» Required task: Pull out every line of the material below that contains the word "white", and copy each one in full. Treat uppercase and lowercase as different.

» Extracted information:
================
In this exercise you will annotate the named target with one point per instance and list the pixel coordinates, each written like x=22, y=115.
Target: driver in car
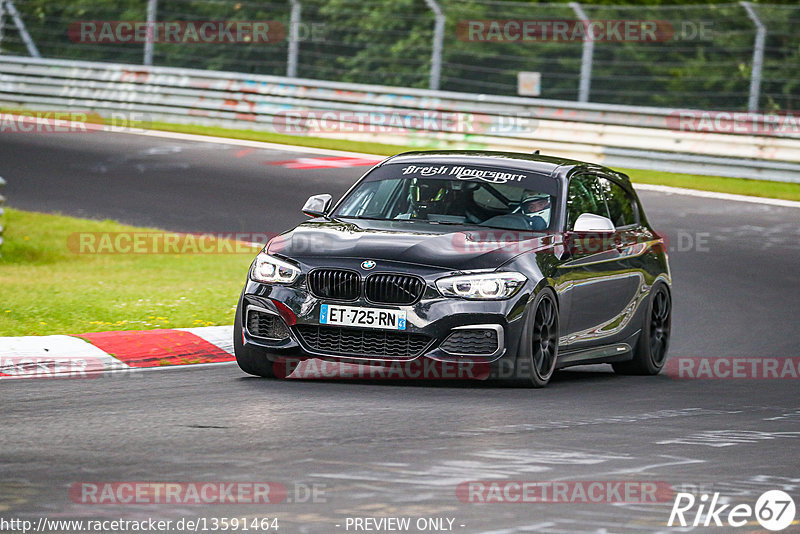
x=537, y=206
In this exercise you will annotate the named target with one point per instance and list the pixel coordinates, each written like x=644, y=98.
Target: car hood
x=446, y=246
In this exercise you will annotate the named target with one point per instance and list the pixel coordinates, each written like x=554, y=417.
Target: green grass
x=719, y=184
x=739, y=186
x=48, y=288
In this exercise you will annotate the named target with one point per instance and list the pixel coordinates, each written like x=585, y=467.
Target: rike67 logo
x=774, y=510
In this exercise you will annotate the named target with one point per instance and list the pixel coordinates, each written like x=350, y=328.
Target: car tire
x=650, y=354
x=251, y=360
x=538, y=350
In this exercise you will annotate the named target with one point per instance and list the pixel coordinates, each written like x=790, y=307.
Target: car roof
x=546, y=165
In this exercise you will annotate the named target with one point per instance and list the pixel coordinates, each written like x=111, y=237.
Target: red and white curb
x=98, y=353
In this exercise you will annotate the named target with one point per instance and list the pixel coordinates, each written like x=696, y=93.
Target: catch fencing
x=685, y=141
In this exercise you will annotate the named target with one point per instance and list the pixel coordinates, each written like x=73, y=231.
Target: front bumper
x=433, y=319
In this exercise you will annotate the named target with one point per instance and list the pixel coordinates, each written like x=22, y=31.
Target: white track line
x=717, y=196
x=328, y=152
================
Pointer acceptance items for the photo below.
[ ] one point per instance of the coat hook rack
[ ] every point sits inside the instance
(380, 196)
================
» Response:
Target: red and white curb
Target: white track line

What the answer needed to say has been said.